#### INSTRUCTIONS FOR THE TASK
Quote exactly, and only, the lines of the material below from the line with "Query: chrome faucet" through the line with "Question. Identify the oven door".

────

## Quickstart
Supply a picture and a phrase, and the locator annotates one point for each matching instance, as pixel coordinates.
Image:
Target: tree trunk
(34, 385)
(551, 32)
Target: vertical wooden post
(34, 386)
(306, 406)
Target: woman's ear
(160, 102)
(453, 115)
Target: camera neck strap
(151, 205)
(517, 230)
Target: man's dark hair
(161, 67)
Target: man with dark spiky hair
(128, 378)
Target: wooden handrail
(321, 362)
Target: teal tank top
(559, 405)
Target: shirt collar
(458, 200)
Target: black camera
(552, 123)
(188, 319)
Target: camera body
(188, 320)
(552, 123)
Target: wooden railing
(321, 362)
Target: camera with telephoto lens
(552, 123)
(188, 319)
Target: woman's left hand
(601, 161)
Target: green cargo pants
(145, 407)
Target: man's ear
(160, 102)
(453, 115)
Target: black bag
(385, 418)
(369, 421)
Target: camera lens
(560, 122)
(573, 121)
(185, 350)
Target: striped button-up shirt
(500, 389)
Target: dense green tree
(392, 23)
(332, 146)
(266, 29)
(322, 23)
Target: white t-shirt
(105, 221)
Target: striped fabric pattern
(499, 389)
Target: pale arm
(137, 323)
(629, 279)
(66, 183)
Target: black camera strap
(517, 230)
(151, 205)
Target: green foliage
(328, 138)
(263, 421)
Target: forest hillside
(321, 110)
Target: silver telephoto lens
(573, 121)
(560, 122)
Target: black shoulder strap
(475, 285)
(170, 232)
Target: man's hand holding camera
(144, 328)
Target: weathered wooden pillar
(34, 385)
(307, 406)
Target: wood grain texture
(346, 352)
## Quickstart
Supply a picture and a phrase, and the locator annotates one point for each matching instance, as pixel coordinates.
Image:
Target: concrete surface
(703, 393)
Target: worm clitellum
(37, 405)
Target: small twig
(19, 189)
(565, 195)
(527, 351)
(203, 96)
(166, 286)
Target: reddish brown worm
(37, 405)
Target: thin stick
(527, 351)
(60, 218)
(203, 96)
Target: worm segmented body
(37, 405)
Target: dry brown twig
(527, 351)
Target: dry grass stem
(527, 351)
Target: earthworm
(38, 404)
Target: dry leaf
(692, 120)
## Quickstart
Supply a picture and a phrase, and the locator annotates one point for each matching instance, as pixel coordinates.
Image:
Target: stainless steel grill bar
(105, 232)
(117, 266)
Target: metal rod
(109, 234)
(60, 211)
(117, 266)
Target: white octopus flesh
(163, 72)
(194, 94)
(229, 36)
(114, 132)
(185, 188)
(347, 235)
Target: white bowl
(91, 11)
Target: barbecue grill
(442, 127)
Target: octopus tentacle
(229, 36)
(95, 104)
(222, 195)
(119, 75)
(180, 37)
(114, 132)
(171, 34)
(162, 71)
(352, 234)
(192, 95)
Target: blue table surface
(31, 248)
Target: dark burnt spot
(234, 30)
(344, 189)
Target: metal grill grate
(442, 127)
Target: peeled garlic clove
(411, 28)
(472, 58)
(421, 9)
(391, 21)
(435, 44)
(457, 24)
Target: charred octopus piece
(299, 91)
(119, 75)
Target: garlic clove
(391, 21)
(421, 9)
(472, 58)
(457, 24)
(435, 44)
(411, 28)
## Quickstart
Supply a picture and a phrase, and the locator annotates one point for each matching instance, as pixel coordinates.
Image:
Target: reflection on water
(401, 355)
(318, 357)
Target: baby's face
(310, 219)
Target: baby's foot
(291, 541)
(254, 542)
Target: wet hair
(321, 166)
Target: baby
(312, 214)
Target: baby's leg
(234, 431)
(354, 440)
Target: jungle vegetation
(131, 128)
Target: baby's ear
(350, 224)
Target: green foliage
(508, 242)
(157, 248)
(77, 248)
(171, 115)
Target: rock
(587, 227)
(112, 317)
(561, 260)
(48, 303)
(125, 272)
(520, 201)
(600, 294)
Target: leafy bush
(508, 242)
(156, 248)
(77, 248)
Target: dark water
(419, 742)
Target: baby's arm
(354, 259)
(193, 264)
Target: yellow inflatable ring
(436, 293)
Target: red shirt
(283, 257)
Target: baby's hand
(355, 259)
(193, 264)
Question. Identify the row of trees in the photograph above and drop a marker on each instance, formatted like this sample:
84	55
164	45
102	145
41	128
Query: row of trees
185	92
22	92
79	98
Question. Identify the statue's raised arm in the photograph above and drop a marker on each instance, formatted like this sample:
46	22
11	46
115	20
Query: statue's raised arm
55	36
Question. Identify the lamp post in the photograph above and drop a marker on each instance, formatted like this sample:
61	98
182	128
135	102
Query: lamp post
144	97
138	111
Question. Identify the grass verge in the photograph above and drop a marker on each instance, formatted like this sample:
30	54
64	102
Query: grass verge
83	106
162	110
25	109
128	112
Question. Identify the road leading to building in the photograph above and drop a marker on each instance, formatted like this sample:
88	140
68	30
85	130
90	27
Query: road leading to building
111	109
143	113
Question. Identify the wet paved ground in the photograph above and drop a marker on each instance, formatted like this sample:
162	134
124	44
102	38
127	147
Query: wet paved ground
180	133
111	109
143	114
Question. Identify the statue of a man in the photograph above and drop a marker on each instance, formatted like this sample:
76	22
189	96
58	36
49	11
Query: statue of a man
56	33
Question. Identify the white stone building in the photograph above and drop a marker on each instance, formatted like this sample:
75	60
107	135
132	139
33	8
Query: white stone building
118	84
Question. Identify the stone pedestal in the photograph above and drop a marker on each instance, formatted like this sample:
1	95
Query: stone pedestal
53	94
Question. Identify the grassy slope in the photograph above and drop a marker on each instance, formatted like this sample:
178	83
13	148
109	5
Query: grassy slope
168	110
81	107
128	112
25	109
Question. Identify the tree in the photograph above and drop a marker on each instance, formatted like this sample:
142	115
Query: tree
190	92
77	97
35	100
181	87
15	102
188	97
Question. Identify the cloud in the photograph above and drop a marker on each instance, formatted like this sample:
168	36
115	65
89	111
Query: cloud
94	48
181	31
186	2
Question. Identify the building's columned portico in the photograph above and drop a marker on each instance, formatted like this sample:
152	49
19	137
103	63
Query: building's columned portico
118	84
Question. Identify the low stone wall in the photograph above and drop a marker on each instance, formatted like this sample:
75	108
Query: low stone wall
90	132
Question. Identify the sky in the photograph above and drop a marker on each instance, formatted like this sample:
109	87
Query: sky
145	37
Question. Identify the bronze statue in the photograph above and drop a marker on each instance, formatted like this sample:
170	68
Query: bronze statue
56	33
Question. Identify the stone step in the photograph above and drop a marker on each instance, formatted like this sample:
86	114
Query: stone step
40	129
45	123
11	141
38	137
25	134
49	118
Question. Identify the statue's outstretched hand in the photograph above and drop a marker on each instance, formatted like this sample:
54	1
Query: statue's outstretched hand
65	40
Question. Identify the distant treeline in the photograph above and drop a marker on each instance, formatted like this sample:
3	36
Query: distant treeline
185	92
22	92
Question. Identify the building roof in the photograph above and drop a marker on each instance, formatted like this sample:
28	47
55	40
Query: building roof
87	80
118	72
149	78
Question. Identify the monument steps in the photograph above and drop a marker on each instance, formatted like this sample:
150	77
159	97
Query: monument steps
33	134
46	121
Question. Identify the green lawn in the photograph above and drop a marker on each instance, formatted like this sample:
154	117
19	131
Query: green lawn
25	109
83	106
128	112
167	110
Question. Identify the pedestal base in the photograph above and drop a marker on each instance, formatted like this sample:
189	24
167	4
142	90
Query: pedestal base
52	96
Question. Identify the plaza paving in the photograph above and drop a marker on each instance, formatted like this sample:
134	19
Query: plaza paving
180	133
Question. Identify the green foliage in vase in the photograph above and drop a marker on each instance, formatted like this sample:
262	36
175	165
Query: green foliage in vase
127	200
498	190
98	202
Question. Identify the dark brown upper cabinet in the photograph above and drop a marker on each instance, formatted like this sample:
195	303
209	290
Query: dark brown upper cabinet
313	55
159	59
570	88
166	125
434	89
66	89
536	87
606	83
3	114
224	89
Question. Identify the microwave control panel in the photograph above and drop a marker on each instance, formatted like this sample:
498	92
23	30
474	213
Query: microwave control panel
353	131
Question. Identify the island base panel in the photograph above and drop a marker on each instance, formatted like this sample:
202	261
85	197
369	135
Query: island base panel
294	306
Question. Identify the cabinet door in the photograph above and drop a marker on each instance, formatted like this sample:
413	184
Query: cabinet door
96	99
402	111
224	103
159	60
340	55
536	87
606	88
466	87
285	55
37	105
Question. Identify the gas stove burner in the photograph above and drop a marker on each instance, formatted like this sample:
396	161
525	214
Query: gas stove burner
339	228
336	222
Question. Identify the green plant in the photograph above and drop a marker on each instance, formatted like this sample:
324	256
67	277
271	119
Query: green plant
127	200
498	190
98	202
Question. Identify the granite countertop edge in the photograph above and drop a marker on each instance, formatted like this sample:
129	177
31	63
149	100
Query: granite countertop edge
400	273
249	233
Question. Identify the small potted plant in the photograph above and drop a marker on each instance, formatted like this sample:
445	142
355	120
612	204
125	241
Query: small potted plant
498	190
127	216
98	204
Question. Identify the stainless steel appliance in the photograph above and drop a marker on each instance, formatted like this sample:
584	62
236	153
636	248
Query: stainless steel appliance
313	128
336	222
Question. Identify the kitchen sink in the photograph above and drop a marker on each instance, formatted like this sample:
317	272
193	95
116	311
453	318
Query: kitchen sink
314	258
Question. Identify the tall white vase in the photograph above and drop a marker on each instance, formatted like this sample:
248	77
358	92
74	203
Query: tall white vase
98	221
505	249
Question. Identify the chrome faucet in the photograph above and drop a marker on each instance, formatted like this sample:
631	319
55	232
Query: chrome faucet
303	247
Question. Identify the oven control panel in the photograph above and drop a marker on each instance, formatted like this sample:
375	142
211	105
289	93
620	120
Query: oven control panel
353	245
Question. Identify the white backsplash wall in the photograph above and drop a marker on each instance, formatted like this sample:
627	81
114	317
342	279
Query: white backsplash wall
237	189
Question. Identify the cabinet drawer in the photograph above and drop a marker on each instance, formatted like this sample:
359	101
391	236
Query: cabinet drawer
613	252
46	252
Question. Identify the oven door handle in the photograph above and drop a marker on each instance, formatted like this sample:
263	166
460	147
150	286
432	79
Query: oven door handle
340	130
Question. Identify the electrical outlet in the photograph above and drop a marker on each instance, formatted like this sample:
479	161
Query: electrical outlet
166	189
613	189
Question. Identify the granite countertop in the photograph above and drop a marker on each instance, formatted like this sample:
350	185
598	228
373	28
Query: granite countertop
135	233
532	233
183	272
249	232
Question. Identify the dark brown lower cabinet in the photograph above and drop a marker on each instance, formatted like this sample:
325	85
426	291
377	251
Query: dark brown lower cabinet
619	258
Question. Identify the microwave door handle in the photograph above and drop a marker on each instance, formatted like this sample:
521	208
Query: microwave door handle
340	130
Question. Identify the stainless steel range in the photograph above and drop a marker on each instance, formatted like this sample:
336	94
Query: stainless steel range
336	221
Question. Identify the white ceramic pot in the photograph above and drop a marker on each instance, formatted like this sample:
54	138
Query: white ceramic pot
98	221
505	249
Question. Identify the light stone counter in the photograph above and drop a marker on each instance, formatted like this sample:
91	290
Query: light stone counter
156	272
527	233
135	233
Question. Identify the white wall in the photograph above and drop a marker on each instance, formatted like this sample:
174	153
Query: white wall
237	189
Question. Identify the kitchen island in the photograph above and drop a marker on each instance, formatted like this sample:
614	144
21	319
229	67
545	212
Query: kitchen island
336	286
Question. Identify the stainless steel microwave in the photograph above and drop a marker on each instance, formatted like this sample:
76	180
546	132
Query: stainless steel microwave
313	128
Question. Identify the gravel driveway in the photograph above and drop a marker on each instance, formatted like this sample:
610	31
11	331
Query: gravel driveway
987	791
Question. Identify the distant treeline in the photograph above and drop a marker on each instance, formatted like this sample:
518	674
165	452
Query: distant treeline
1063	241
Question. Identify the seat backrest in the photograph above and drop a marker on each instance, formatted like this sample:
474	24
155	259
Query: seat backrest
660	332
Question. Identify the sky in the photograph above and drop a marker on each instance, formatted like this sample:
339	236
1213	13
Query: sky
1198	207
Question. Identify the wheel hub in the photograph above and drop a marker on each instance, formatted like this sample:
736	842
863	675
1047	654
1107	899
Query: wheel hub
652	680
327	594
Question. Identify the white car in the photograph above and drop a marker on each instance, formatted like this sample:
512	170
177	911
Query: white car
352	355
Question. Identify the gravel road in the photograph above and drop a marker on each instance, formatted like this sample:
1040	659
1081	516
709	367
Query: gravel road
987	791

────

#### ANSWER AREA
Query: chrome faucet
303	247
Question. Identify the oven control panel in the photograph above and drop a marker on each instance, formatted like this sample:
375	142
211	105
289	93
620	120
Query: oven control panel
353	245
Question. Identify the white backsplash wall in the photograph above and drop a marker on each instance, formatted like this sample:
627	81
114	317
342	279
Query: white backsplash wall
237	189
Question. Identify the cabinet drawer in the photograph above and drop a marker on each instance, formatted like this sample:
359	101
391	236
Query: cabinet drawer
613	252
46	252
Question. Identify the oven door handle in the photograph above and drop a marker on each instance, formatted like this sample:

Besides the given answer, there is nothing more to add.